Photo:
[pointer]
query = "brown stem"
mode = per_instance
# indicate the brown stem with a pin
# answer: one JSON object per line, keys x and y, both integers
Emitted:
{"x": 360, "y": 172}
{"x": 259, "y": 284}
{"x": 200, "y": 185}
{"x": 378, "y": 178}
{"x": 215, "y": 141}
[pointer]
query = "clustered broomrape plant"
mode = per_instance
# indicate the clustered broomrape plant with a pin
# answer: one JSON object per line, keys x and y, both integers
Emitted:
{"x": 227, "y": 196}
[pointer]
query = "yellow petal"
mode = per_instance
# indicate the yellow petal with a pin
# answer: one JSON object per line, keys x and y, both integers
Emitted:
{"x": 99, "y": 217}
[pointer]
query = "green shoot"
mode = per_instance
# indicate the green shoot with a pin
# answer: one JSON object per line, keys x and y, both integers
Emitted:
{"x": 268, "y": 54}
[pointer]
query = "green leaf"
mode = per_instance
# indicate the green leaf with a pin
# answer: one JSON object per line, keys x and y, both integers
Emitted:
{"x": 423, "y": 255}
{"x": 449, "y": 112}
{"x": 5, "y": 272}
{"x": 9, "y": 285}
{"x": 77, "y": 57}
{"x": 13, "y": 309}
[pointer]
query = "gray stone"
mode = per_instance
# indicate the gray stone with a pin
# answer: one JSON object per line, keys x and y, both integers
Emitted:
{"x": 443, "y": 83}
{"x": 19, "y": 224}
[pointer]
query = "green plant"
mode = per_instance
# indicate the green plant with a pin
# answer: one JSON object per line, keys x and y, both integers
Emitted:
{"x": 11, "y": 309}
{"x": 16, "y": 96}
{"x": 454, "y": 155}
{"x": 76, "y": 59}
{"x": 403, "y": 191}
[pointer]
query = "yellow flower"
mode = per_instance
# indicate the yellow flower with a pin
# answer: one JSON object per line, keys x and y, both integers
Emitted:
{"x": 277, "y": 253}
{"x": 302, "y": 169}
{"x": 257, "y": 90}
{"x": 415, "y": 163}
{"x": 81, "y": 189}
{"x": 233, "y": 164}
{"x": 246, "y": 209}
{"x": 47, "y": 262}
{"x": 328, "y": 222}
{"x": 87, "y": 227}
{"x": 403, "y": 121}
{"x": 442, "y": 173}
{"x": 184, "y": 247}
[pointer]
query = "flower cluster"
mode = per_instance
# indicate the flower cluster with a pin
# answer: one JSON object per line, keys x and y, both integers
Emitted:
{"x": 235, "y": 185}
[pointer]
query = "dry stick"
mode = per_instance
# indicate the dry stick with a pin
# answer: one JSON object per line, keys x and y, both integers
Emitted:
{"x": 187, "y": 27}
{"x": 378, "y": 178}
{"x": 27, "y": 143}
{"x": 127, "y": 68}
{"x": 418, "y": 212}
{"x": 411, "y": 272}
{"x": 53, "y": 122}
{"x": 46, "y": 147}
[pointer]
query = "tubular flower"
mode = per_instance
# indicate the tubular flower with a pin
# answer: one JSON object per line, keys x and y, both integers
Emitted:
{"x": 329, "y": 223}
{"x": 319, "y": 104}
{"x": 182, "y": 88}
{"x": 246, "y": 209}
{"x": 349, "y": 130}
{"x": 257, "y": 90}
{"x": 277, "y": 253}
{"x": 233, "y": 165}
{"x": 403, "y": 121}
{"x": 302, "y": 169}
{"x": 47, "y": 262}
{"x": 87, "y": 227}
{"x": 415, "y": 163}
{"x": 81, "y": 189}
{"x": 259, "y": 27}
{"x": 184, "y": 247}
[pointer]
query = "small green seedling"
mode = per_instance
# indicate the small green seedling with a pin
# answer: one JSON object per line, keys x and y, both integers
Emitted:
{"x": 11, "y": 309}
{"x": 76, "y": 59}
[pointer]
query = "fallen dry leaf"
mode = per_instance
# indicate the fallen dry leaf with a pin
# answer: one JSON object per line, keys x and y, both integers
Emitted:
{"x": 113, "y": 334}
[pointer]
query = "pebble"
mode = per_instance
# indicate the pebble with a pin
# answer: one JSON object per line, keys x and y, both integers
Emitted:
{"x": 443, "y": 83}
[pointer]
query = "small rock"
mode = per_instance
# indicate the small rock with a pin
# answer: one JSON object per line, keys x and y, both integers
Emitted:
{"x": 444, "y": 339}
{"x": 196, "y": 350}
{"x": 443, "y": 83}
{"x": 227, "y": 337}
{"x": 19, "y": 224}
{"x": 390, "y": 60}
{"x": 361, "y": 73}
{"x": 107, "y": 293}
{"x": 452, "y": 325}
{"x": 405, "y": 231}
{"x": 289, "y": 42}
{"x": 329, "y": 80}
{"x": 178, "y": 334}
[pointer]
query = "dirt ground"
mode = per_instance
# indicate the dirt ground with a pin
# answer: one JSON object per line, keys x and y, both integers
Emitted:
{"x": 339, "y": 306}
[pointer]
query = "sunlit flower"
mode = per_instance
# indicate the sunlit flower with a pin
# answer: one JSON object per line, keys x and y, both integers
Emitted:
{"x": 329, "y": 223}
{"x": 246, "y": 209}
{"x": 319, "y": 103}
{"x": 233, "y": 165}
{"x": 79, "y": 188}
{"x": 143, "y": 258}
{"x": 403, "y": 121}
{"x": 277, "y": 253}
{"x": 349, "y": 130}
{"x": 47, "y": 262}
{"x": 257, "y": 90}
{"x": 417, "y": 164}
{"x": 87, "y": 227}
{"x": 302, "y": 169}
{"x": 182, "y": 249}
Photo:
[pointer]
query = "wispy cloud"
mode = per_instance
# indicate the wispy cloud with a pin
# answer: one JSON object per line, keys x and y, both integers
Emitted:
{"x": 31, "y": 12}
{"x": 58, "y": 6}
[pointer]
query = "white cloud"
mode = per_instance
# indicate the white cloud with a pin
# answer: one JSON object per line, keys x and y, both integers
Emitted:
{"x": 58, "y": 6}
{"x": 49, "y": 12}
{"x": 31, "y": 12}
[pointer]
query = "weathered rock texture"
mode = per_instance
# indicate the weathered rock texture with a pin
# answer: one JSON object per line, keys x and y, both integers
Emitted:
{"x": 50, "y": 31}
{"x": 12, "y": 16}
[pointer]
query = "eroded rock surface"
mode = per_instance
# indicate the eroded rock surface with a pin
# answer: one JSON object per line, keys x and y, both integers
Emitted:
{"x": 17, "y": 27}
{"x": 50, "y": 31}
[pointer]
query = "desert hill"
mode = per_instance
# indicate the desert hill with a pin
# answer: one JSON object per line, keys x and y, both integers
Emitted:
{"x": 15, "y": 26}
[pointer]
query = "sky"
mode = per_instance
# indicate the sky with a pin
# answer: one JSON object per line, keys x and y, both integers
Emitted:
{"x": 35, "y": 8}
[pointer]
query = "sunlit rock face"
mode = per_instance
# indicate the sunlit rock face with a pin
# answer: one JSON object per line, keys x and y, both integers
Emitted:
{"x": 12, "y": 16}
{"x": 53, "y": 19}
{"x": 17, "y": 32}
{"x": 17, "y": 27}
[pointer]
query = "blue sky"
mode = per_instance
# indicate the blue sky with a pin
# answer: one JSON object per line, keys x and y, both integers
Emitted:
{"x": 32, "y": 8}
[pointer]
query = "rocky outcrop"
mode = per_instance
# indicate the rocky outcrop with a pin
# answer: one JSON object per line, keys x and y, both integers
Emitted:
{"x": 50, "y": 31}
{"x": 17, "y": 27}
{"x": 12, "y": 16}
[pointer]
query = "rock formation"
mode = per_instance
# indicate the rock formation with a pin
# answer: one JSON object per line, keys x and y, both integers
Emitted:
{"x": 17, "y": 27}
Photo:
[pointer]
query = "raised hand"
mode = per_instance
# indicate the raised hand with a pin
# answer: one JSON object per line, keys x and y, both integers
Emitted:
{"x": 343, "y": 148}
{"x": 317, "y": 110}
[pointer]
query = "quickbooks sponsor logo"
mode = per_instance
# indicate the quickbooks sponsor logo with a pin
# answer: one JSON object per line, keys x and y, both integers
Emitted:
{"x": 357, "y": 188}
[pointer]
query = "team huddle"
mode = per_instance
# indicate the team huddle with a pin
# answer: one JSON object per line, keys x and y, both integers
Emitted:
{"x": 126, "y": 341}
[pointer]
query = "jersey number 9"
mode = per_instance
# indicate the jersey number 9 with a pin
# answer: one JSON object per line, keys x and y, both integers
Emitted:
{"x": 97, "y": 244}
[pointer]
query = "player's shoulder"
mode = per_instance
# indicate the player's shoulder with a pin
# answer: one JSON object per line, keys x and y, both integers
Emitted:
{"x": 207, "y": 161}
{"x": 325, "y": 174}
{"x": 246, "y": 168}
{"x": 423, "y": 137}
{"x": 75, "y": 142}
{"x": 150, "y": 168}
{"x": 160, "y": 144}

* EXERCISE PROMPT *
State how many lines in the records contain the word "petal", giving only the number.

* SOLUTION TO THE EXERCISE *
2